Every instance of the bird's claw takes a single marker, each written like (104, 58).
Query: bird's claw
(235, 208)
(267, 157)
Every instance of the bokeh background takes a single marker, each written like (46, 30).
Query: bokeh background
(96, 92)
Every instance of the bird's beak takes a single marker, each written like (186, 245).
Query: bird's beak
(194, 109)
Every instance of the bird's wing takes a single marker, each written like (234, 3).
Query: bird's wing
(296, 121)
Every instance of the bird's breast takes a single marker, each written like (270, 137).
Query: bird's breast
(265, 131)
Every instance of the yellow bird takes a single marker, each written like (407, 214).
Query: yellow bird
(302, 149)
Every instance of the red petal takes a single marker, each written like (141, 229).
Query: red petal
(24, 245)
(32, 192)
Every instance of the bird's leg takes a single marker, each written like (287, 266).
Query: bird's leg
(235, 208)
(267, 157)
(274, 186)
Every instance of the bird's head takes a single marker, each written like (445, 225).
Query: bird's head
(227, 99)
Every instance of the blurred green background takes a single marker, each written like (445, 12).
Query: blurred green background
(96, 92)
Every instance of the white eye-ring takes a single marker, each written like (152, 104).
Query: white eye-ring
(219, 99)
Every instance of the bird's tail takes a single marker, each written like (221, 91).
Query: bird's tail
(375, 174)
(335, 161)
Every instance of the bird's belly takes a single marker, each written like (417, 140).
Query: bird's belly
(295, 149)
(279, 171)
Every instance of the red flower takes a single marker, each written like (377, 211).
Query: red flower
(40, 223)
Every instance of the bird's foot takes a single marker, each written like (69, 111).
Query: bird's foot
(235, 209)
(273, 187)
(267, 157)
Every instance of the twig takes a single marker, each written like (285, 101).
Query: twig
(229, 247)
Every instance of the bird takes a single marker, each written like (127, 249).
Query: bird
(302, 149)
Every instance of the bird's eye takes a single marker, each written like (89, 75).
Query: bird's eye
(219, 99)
::::::::::
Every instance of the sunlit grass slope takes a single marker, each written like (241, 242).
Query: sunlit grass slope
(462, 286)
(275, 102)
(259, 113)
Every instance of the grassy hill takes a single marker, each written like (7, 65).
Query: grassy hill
::::::::::
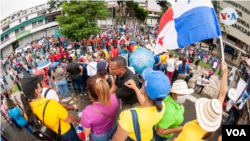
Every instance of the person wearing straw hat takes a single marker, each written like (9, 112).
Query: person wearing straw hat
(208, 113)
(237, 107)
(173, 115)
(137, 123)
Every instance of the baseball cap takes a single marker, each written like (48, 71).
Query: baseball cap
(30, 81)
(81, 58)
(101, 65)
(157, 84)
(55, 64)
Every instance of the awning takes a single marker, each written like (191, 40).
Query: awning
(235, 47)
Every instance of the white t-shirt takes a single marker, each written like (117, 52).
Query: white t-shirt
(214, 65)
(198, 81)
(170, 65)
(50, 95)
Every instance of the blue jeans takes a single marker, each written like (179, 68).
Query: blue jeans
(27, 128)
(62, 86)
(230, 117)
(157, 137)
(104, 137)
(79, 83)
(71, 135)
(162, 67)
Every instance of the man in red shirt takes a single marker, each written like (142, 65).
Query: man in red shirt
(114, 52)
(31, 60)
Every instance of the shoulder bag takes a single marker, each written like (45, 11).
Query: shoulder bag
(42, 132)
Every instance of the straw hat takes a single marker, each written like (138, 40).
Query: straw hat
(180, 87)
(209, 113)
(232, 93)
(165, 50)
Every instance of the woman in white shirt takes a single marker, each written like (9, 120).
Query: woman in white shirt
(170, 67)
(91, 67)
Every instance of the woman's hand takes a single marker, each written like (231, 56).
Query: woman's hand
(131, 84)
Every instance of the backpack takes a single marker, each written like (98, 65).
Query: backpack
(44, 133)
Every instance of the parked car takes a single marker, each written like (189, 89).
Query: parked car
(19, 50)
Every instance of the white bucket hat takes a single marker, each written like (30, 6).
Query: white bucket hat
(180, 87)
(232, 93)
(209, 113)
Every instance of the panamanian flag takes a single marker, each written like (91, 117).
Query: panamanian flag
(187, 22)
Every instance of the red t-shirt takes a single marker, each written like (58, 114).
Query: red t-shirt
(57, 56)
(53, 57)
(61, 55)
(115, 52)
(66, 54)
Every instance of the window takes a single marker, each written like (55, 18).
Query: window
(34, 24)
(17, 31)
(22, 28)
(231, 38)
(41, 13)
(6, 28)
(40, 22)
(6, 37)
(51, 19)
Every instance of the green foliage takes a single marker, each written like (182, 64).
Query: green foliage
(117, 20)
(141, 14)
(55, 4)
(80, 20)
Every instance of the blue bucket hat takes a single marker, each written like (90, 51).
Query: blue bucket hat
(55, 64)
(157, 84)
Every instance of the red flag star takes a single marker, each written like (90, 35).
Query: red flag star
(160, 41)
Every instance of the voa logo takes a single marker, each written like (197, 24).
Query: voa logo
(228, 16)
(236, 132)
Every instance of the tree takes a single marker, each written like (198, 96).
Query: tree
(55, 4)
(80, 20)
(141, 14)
::::::::::
**WHAT TO DO**:
Please reproduce, exactly as they appear above, the lines from the line containing "Every instance of the grassy" up to and including the line containing "Query: grassy hill".

**ANSWER FOR THIS EXERCISE**:
Every instance of the grassy hill takes a single marker, each written like (7, 65).
Query: grassy hill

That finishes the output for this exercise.